▸ **WHAT THE EXERCISE ASKS**:
Work out how many lines in the listing below include the word "shorts"; answer with the number alone.

(Beginning of THE INPUT)

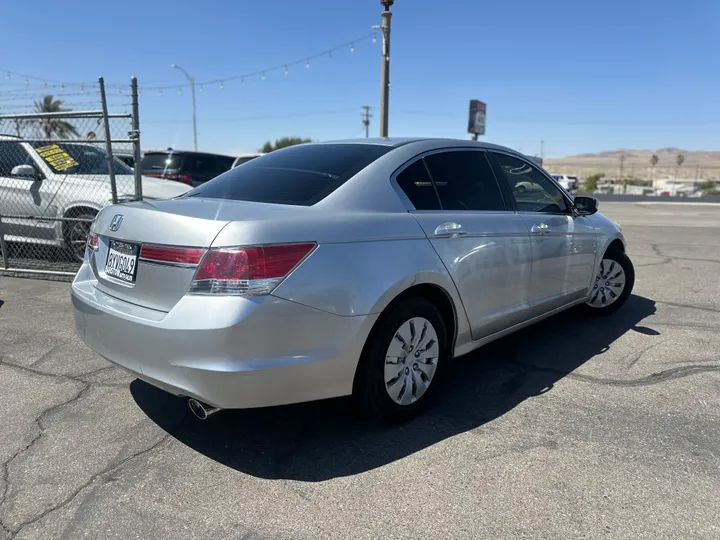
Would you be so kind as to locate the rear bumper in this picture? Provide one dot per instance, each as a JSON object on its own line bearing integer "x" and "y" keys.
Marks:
{"x": 230, "y": 352}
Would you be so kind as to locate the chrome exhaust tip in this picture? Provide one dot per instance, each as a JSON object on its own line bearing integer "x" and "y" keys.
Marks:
{"x": 200, "y": 409}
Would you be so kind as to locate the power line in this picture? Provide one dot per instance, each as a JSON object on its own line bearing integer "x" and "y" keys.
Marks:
{"x": 263, "y": 117}
{"x": 285, "y": 66}
{"x": 366, "y": 120}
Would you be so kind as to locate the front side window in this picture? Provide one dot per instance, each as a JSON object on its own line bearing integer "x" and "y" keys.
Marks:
{"x": 531, "y": 189}
{"x": 465, "y": 181}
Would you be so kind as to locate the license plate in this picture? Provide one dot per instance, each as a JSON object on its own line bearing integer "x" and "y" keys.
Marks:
{"x": 122, "y": 261}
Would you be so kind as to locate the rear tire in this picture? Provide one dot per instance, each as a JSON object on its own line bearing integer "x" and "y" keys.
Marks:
{"x": 400, "y": 367}
{"x": 76, "y": 233}
{"x": 613, "y": 284}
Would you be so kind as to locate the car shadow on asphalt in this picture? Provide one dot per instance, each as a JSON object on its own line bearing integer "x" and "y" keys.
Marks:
{"x": 328, "y": 439}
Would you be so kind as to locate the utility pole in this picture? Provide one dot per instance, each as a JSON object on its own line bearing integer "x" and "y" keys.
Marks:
{"x": 191, "y": 80}
{"x": 385, "y": 73}
{"x": 366, "y": 120}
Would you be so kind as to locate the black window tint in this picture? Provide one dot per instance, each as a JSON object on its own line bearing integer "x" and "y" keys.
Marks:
{"x": 13, "y": 154}
{"x": 223, "y": 164}
{"x": 301, "y": 175}
{"x": 415, "y": 182}
{"x": 532, "y": 190}
{"x": 465, "y": 181}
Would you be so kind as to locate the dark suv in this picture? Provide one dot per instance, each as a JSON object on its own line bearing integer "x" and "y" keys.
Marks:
{"x": 192, "y": 168}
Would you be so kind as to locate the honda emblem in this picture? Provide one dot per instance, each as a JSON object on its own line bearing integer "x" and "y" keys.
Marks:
{"x": 116, "y": 222}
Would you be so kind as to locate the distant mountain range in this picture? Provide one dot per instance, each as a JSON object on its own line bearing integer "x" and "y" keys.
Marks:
{"x": 636, "y": 164}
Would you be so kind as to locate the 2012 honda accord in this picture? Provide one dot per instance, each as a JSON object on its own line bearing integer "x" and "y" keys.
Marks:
{"x": 327, "y": 269}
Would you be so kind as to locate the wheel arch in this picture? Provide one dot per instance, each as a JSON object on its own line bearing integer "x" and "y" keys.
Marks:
{"x": 447, "y": 303}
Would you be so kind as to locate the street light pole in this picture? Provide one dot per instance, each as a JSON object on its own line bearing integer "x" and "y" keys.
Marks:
{"x": 385, "y": 73}
{"x": 191, "y": 80}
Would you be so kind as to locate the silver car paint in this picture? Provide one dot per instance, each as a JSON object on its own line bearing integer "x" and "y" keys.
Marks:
{"x": 372, "y": 248}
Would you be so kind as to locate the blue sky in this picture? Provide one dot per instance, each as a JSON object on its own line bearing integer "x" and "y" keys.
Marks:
{"x": 582, "y": 76}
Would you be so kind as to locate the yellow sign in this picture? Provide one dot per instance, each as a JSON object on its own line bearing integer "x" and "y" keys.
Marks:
{"x": 56, "y": 157}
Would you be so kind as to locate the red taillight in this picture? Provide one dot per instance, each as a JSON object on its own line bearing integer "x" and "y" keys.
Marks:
{"x": 171, "y": 255}
{"x": 248, "y": 270}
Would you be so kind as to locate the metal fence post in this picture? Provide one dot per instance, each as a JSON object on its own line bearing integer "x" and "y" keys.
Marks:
{"x": 3, "y": 246}
{"x": 108, "y": 139}
{"x": 135, "y": 136}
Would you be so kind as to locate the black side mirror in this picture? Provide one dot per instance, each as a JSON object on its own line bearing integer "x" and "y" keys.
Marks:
{"x": 585, "y": 206}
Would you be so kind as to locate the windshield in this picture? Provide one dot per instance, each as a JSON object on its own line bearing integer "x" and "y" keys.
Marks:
{"x": 72, "y": 158}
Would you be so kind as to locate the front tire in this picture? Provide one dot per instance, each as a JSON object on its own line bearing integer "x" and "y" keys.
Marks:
{"x": 399, "y": 369}
{"x": 76, "y": 233}
{"x": 613, "y": 283}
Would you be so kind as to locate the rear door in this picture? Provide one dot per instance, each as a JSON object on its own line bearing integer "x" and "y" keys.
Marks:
{"x": 564, "y": 245}
{"x": 484, "y": 246}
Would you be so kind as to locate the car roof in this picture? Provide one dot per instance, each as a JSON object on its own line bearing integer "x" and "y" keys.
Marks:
{"x": 177, "y": 152}
{"x": 435, "y": 142}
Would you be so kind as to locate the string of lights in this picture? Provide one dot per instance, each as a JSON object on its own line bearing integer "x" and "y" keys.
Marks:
{"x": 24, "y": 90}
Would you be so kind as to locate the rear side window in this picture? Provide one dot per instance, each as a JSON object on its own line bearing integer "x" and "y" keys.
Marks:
{"x": 300, "y": 175}
{"x": 415, "y": 182}
{"x": 465, "y": 181}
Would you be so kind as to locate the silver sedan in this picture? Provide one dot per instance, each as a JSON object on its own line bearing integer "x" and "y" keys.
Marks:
{"x": 328, "y": 269}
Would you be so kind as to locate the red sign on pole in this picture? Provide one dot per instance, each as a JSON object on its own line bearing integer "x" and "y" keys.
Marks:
{"x": 476, "y": 122}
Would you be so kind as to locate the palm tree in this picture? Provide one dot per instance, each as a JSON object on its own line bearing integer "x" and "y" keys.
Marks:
{"x": 54, "y": 126}
{"x": 653, "y": 161}
{"x": 679, "y": 160}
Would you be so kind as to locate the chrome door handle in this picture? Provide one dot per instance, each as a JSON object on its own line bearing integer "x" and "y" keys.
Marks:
{"x": 540, "y": 228}
{"x": 450, "y": 230}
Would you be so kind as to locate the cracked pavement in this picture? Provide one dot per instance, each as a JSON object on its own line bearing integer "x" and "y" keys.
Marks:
{"x": 576, "y": 427}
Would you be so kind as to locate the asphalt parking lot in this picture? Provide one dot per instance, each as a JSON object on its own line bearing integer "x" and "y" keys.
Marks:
{"x": 575, "y": 428}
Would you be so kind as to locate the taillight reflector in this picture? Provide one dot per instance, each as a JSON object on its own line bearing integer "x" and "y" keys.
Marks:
{"x": 248, "y": 270}
{"x": 171, "y": 255}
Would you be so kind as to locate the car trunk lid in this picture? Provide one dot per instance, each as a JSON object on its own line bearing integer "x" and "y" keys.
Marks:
{"x": 127, "y": 262}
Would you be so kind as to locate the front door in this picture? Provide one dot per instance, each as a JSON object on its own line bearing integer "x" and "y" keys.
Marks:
{"x": 23, "y": 199}
{"x": 564, "y": 246}
{"x": 484, "y": 246}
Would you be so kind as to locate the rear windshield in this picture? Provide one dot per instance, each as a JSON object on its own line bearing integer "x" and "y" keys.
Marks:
{"x": 300, "y": 175}
{"x": 160, "y": 162}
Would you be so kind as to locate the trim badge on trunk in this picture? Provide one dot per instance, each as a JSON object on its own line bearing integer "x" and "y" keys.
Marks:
{"x": 116, "y": 222}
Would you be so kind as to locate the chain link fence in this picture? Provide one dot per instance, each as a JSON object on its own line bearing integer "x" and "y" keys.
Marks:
{"x": 57, "y": 171}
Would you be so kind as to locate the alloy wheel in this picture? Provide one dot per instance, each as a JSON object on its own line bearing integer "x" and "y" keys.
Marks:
{"x": 609, "y": 284}
{"x": 411, "y": 361}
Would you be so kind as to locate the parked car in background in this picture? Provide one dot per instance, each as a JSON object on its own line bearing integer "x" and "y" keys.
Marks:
{"x": 191, "y": 168}
{"x": 569, "y": 183}
{"x": 354, "y": 267}
{"x": 127, "y": 157}
{"x": 62, "y": 179}
{"x": 244, "y": 158}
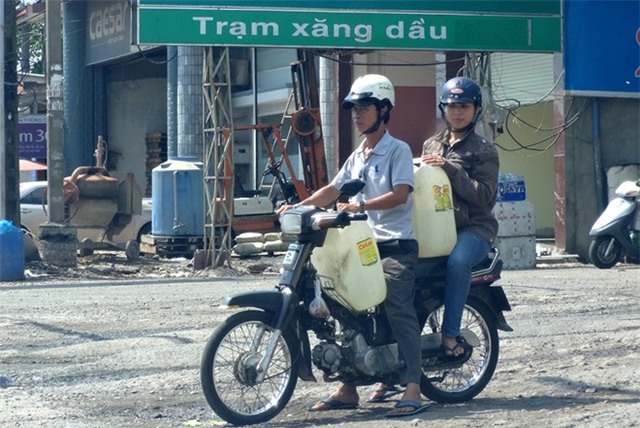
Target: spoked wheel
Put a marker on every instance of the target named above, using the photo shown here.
(230, 369)
(605, 252)
(463, 381)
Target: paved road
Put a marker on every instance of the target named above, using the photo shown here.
(126, 354)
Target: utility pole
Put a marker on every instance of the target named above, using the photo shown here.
(58, 239)
(9, 148)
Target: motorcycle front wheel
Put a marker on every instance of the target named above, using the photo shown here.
(605, 252)
(229, 369)
(462, 383)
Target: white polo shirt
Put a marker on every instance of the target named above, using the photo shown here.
(389, 164)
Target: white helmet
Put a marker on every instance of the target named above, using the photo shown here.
(370, 89)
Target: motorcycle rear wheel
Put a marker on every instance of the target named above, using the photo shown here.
(229, 367)
(605, 252)
(460, 384)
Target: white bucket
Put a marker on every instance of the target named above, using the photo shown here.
(349, 267)
(434, 221)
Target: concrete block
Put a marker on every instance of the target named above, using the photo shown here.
(515, 218)
(517, 252)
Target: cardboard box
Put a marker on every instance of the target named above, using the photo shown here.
(511, 191)
(517, 252)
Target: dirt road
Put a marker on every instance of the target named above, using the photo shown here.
(126, 353)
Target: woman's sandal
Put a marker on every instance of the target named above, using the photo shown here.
(448, 354)
(383, 393)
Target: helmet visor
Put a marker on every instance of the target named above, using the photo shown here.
(361, 99)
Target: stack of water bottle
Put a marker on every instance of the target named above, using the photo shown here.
(517, 225)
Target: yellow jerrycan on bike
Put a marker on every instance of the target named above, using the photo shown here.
(434, 221)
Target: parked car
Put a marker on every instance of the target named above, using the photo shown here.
(33, 214)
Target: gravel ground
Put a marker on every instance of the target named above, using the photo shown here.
(115, 343)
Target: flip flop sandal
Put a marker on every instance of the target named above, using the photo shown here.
(447, 354)
(383, 394)
(415, 405)
(332, 404)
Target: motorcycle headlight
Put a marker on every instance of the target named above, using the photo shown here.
(291, 223)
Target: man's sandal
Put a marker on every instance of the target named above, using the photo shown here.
(448, 354)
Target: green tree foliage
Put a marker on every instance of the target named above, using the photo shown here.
(30, 40)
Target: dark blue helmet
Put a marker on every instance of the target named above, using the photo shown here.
(461, 90)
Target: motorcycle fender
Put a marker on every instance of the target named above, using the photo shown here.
(271, 301)
(616, 216)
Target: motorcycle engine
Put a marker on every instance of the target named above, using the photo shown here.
(356, 356)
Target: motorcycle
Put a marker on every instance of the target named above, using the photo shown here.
(616, 232)
(252, 361)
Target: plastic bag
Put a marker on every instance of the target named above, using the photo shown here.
(318, 307)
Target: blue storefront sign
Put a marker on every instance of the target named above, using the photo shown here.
(32, 135)
(602, 48)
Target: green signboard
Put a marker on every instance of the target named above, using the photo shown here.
(167, 25)
(514, 7)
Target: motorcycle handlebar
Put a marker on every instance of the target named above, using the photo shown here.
(341, 219)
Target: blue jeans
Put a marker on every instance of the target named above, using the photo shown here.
(469, 250)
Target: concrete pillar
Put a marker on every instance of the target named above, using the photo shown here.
(189, 114)
(329, 101)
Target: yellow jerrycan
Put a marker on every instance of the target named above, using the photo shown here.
(349, 267)
(434, 222)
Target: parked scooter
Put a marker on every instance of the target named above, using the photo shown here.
(252, 361)
(616, 232)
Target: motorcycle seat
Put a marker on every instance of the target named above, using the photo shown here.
(435, 267)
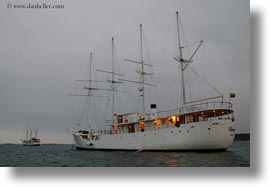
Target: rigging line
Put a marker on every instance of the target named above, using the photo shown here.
(185, 38)
(188, 45)
(205, 80)
(102, 45)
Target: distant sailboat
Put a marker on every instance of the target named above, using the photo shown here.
(29, 139)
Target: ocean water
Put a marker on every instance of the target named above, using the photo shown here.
(59, 155)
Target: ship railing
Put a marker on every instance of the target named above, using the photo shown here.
(194, 108)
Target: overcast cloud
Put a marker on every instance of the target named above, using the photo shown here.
(42, 52)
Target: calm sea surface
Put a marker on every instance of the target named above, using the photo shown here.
(46, 155)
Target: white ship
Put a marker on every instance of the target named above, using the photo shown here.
(29, 139)
(205, 124)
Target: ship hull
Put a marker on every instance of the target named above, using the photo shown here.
(31, 144)
(207, 135)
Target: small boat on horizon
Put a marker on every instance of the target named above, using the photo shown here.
(29, 139)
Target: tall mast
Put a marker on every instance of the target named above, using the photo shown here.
(141, 72)
(181, 60)
(113, 81)
(89, 92)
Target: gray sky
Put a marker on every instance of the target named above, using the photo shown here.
(42, 52)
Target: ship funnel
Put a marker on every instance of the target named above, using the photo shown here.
(153, 111)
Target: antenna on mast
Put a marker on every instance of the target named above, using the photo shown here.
(141, 72)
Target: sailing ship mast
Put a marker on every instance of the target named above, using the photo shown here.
(113, 82)
(184, 62)
(90, 89)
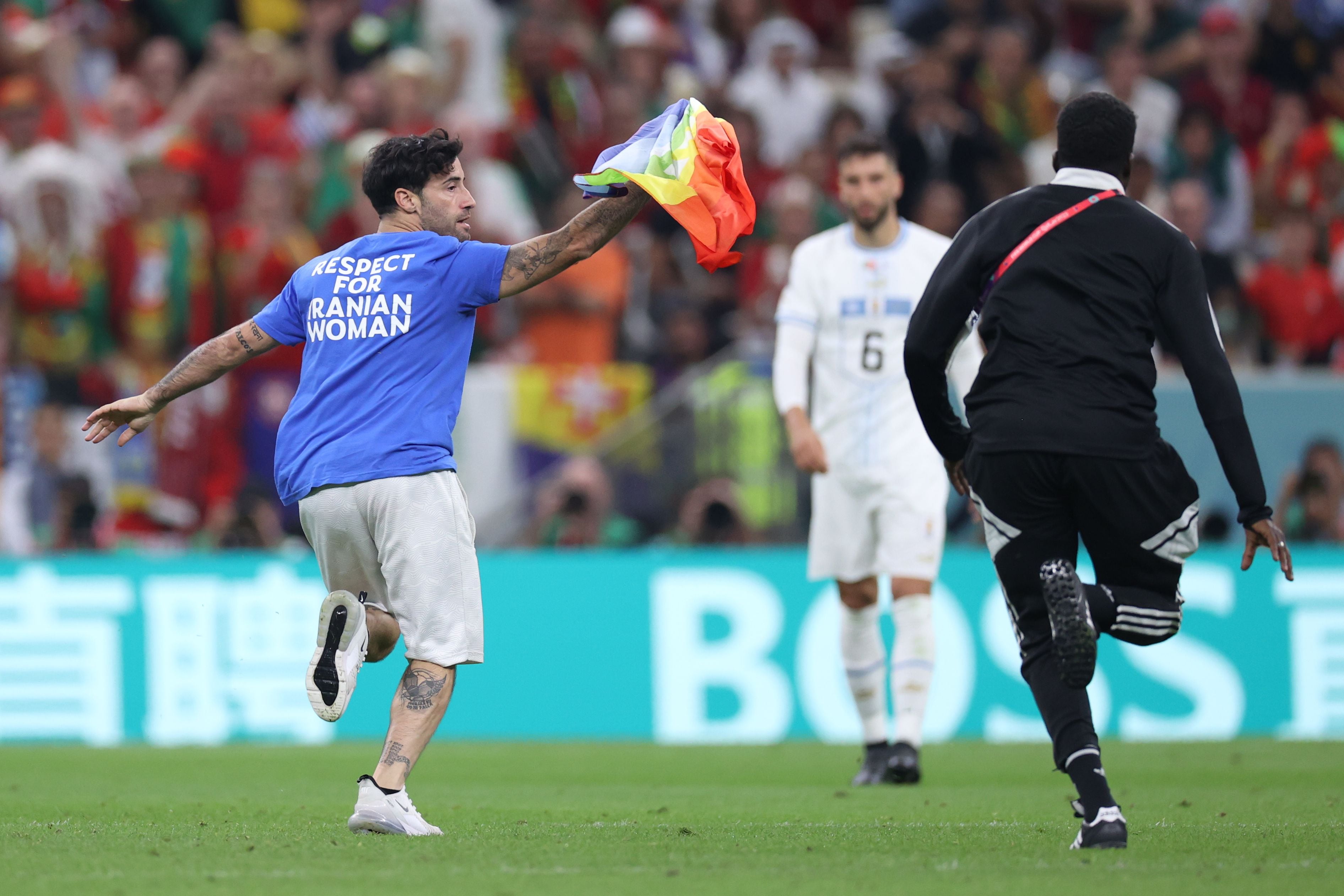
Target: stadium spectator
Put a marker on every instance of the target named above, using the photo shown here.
(1226, 86)
(780, 89)
(1156, 105)
(1313, 494)
(1008, 93)
(1303, 317)
(936, 139)
(1288, 55)
(713, 515)
(943, 209)
(574, 510)
(466, 39)
(60, 284)
(572, 319)
(49, 503)
(1203, 150)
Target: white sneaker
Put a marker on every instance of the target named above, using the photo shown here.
(379, 813)
(342, 644)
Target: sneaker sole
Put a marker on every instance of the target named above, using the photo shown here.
(1074, 642)
(904, 776)
(370, 824)
(329, 686)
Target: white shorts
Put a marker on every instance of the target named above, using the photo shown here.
(409, 543)
(863, 528)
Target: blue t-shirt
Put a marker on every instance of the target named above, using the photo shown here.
(389, 321)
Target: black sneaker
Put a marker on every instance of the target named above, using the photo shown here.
(1070, 623)
(874, 770)
(1107, 831)
(904, 765)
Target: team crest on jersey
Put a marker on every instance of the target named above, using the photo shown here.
(877, 308)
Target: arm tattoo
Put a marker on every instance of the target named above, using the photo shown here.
(591, 230)
(394, 755)
(206, 364)
(420, 687)
(527, 259)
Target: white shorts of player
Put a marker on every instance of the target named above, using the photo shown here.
(863, 527)
(409, 542)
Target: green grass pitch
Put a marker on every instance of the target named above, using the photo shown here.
(1242, 817)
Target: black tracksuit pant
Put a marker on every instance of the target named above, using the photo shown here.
(1139, 522)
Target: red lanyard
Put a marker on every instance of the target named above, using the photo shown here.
(1031, 241)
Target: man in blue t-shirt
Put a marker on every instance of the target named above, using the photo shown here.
(366, 448)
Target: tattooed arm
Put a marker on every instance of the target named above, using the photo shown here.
(546, 256)
(206, 364)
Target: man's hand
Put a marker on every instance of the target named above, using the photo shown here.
(958, 476)
(543, 257)
(1265, 534)
(136, 414)
(804, 444)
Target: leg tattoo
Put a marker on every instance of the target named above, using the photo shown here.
(394, 755)
(420, 687)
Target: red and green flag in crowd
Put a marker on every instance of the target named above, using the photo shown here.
(690, 163)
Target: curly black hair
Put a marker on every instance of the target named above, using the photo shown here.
(1096, 131)
(408, 163)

(End of THE INPUT)

▸ **TASK RESULT**:
2